In the records that follow, count the lines where the string "wooden" appears, and give the count with nothing added.
++++ Supplied entries
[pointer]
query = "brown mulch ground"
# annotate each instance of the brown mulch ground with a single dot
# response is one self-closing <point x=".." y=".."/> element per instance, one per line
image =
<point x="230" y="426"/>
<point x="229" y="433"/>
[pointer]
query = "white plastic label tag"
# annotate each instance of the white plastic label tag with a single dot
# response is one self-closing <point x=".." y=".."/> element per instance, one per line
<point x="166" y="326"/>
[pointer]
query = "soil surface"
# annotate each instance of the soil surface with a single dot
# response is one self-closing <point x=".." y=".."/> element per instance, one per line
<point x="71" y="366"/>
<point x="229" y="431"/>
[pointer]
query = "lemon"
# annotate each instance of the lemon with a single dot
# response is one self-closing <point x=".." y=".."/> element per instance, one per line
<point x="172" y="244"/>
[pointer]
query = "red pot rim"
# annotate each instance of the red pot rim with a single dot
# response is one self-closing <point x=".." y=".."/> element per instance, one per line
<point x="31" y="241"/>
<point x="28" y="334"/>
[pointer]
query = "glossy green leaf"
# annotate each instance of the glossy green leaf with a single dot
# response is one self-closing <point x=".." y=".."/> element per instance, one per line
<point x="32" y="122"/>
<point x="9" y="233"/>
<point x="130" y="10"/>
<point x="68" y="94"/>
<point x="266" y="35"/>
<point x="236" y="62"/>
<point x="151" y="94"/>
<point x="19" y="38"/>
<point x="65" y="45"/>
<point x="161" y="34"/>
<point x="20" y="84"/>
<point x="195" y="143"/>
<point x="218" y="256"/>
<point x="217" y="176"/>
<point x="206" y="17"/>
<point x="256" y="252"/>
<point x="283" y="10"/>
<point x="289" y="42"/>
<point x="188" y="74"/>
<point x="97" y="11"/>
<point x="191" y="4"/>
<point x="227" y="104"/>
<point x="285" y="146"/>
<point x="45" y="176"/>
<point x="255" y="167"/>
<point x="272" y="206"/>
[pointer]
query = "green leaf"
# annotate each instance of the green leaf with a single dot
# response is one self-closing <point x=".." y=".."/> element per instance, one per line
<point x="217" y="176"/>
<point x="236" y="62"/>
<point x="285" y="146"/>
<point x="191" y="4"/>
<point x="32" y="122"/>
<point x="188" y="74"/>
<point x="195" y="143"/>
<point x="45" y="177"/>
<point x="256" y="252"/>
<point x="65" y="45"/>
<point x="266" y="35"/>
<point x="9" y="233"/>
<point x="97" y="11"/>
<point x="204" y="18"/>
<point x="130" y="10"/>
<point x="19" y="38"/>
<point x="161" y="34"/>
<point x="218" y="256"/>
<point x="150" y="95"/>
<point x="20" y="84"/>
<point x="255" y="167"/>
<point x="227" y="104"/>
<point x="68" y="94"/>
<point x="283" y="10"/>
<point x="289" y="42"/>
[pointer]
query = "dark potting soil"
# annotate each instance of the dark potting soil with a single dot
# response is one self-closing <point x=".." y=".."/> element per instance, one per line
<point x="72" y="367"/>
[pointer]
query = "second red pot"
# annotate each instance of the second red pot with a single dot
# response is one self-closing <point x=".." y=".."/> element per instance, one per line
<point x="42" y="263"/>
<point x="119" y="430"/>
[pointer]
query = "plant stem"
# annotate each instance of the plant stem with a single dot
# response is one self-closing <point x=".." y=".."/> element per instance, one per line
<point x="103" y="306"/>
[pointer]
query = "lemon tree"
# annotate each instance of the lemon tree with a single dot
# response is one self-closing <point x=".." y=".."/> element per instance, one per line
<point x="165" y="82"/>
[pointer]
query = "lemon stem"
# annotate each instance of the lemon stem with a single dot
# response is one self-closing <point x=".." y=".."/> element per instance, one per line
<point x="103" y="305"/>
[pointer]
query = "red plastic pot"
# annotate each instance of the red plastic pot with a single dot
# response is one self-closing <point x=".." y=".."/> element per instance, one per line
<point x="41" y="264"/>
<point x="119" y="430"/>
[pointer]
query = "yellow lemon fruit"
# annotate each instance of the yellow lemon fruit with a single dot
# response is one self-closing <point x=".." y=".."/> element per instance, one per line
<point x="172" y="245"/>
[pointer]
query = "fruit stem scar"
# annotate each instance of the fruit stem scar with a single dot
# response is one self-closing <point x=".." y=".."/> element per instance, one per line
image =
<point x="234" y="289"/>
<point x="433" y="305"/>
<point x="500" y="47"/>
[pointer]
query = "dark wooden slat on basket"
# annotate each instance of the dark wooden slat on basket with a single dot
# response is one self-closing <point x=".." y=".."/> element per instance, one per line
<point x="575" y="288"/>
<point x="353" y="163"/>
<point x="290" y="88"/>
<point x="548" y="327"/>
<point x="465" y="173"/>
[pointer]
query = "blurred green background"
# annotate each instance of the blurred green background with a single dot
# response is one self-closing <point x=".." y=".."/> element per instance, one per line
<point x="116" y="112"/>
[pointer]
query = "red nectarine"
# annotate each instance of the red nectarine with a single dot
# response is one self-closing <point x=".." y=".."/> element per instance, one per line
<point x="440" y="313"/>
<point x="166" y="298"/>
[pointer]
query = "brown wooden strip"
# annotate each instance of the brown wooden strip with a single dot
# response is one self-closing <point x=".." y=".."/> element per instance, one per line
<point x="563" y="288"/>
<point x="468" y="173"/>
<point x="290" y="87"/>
++++++++
• [Reply]:
4